* Required action
What lines below contain the string "hanging"? List them all.

------------------------

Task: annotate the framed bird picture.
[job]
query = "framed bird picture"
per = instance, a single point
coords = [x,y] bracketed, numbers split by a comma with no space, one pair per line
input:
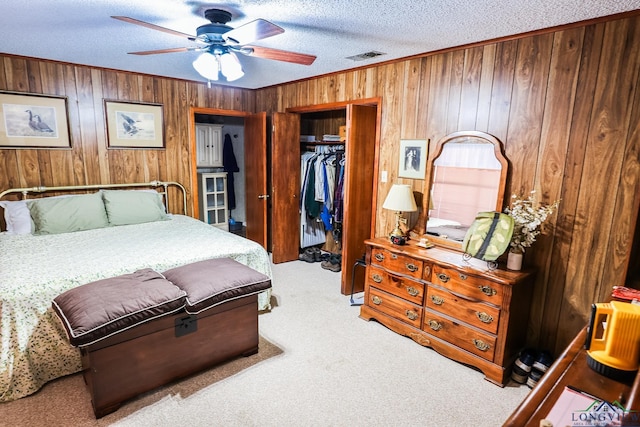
[134,125]
[33,121]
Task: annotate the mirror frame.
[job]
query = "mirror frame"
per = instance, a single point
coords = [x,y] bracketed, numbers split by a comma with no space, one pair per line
[499,153]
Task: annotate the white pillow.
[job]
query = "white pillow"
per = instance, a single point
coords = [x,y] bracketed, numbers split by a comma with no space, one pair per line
[17,217]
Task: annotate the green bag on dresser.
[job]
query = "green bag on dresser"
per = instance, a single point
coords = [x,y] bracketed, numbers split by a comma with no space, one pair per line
[489,236]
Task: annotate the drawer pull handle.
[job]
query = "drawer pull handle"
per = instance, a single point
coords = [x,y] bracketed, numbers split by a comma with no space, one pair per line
[443,277]
[481,345]
[436,326]
[411,315]
[412,267]
[487,290]
[412,291]
[484,317]
[437,300]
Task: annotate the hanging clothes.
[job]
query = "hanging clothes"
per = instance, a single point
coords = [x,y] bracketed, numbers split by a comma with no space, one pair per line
[320,172]
[230,166]
[311,231]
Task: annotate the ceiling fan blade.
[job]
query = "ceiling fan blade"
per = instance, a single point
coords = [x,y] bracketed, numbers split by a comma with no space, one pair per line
[153,27]
[172,50]
[282,55]
[252,31]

------------------------

* Exercise output
Task: annotate the hanging clothes.
query = "hanging clothes"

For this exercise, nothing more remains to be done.